▶ **Written request**:
Please copy out the lines of the records below with no changes, covering everything from the line containing "Mark every instance of the poster" down to the line containing "pixel 517 370", both of those lines included.
⁂
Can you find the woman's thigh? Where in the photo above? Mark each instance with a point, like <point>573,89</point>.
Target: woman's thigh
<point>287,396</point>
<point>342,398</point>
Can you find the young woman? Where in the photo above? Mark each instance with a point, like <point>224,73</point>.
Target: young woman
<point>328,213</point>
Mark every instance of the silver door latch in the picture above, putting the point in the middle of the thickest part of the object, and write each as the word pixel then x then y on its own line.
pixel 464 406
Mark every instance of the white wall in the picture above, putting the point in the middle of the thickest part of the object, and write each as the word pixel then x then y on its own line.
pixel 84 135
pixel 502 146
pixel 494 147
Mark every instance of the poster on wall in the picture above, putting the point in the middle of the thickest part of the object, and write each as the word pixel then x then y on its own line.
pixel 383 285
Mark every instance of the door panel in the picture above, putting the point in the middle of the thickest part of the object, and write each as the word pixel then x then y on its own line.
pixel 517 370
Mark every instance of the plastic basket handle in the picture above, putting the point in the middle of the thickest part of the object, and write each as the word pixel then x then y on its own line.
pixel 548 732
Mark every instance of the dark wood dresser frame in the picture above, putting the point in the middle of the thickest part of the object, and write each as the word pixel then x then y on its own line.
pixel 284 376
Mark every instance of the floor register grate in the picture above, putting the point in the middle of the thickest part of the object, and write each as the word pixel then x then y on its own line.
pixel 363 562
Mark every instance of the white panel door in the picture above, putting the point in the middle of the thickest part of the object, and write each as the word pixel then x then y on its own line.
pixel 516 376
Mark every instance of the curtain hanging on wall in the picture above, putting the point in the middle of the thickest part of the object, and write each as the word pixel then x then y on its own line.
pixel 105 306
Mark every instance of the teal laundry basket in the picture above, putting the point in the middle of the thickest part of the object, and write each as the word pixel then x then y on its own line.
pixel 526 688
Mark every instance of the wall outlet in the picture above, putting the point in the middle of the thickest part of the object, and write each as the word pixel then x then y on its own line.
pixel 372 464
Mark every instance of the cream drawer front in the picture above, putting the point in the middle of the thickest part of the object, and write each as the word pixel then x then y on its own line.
⁂
▶ **Result below**:
Mark every instance of the poster on wall in the picture above, putting the point in the middle of the thickest part of the object, and write each as the word pixel then x then y on its own line.
pixel 383 285
Mark every instance of the door panel in the picture above, putting the point in the middle of the thickest part of the object, and write each as the word pixel then x then y on its own line.
pixel 517 370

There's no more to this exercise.